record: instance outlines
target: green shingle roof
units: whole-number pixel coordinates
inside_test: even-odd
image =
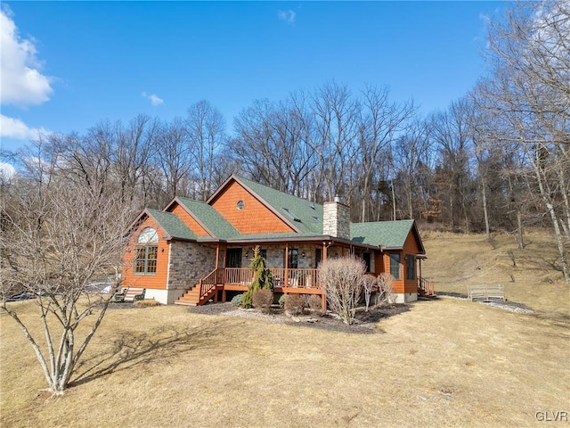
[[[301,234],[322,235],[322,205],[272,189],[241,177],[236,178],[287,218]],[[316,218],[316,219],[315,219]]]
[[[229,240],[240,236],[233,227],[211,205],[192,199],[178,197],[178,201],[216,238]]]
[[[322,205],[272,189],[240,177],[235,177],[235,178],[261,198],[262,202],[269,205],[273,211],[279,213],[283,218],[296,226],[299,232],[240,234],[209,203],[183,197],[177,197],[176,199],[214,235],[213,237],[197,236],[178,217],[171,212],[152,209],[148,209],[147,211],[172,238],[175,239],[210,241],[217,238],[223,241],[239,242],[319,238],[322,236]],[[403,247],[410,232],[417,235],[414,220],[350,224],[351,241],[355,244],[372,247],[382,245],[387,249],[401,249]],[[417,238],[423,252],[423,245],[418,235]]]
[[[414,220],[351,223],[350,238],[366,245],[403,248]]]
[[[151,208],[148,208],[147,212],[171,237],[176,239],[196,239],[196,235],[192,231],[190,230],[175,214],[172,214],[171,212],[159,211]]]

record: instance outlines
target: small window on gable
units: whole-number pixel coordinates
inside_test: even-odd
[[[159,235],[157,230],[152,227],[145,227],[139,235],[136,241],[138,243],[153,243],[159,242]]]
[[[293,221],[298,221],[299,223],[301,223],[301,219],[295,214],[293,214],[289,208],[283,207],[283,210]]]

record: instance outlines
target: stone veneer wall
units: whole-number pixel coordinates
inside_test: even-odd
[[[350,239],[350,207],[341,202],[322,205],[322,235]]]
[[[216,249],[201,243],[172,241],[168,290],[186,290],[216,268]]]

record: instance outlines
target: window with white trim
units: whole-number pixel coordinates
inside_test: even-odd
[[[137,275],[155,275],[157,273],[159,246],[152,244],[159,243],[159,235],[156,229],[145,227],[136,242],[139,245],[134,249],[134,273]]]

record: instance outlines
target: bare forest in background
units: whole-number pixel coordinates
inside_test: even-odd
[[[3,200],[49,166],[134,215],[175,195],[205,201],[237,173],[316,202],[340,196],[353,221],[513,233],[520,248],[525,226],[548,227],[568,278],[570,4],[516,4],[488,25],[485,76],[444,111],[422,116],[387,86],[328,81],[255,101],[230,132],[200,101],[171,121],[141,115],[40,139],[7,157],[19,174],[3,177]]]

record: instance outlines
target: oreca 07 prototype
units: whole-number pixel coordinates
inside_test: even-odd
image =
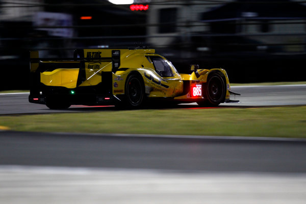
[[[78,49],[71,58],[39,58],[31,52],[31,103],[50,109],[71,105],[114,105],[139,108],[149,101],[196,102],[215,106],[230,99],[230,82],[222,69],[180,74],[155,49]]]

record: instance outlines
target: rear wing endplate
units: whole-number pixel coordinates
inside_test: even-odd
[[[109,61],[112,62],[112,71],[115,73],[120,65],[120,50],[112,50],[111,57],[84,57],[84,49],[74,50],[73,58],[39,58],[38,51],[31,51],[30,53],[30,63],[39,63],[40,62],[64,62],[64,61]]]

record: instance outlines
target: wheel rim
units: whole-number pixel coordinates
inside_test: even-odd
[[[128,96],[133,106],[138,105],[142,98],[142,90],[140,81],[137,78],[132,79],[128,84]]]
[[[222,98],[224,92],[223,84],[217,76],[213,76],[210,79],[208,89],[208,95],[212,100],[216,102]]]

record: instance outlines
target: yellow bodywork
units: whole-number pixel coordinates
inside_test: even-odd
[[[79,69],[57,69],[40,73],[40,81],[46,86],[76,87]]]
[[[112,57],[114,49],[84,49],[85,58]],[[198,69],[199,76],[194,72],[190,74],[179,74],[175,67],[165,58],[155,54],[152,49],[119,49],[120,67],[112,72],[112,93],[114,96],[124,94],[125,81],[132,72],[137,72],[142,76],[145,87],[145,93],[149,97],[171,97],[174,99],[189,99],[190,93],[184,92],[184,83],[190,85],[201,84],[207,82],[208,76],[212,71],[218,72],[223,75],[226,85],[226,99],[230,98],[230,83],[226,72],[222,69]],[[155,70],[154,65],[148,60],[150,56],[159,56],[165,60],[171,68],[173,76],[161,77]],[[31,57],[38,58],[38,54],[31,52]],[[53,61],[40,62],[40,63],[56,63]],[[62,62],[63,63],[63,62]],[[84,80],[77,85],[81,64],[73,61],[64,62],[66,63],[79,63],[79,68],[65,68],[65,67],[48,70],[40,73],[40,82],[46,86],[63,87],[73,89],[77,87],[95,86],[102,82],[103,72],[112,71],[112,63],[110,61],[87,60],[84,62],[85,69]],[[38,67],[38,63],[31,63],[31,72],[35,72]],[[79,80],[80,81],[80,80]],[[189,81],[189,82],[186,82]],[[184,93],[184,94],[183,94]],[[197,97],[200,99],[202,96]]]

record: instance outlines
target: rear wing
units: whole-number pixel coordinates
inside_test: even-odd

________________________________________

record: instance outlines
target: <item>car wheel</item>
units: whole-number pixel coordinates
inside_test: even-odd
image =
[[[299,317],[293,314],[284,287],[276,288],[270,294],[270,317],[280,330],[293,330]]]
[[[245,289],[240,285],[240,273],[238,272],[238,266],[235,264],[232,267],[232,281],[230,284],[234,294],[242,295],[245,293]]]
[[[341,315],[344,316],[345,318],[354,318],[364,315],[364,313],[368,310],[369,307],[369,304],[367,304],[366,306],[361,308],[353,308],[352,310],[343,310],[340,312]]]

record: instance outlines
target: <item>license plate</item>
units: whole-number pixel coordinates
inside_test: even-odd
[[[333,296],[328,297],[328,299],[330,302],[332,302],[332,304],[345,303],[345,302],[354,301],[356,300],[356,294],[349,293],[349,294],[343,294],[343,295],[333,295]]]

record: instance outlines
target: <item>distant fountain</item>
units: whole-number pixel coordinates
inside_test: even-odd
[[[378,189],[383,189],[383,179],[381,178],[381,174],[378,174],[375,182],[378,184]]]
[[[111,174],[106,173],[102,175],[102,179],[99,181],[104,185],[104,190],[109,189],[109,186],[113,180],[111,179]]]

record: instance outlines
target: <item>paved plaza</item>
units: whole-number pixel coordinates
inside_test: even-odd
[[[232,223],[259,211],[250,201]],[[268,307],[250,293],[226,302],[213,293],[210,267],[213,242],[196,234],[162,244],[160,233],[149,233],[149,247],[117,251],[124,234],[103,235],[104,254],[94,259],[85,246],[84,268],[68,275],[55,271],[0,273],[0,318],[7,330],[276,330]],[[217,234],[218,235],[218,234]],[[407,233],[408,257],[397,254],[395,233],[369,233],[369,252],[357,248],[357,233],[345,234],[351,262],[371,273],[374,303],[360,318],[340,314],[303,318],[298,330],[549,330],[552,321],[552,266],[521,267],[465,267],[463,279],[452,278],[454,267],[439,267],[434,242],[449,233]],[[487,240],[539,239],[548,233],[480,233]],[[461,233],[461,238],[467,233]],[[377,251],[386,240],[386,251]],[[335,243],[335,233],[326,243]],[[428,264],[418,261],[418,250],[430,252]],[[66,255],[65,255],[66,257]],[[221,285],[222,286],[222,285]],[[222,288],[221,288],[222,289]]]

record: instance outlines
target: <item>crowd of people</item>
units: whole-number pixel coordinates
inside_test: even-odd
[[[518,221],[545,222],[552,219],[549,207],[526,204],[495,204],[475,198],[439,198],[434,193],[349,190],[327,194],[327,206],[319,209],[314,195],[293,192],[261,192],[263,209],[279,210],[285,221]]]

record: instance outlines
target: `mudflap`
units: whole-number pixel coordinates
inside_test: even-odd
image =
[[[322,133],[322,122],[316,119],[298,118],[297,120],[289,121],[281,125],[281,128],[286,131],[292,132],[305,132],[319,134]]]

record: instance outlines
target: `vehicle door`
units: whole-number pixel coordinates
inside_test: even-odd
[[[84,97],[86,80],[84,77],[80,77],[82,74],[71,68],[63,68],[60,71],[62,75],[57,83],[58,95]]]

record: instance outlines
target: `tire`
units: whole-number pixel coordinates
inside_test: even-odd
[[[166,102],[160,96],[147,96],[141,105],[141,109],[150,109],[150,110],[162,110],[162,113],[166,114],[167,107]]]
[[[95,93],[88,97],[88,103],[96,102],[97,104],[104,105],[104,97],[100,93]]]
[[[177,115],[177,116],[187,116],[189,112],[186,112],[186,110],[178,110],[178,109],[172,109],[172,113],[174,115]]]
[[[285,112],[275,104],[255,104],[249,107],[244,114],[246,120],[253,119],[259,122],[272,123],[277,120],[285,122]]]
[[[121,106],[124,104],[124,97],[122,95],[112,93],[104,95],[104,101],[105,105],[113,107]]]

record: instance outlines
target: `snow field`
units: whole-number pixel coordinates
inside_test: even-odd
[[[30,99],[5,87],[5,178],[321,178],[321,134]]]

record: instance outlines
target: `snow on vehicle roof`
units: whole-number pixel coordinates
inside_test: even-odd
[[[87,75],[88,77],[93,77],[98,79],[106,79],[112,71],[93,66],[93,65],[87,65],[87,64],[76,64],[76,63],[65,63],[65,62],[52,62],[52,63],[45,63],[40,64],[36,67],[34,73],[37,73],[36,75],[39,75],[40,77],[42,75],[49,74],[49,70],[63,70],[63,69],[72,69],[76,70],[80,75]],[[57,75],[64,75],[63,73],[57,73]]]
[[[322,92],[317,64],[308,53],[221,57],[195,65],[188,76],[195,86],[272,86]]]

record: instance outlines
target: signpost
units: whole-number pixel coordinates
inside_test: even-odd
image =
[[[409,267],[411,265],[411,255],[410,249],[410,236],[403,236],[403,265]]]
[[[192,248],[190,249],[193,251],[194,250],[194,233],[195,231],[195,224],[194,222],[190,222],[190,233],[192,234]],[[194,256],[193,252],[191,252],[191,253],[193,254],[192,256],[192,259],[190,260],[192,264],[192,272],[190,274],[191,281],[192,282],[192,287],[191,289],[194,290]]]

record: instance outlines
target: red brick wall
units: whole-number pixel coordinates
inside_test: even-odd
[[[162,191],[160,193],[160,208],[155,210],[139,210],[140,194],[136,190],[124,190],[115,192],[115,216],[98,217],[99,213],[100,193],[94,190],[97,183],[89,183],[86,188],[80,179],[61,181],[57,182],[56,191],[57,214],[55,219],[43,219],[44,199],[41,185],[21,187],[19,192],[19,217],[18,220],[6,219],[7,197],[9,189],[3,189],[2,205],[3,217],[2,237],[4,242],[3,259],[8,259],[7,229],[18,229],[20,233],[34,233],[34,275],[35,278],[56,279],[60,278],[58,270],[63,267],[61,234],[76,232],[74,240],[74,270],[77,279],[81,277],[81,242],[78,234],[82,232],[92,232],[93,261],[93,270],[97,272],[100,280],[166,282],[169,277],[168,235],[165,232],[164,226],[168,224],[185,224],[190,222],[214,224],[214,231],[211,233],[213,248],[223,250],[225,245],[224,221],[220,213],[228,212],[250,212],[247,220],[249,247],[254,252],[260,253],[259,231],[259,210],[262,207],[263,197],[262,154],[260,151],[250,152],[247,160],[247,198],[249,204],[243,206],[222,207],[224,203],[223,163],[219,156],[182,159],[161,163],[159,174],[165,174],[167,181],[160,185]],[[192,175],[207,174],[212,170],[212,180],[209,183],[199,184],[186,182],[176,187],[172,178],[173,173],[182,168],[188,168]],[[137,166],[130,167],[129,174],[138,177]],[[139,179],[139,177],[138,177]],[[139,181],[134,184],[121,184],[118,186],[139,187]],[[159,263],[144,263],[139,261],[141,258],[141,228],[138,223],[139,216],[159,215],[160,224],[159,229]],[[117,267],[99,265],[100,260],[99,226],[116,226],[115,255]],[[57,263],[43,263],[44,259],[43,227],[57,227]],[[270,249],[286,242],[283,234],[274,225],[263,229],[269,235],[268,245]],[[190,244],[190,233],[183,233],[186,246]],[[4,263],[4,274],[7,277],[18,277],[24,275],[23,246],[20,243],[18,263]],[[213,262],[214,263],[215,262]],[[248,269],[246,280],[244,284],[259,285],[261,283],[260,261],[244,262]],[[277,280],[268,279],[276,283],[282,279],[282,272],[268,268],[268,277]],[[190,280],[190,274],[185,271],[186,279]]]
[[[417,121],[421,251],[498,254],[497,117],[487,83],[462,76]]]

________________________________________

Aim of the exercise:
How many lines of the records above contain the string "wall"? Case counts. Reply with the number alone.

Exercise solution:
2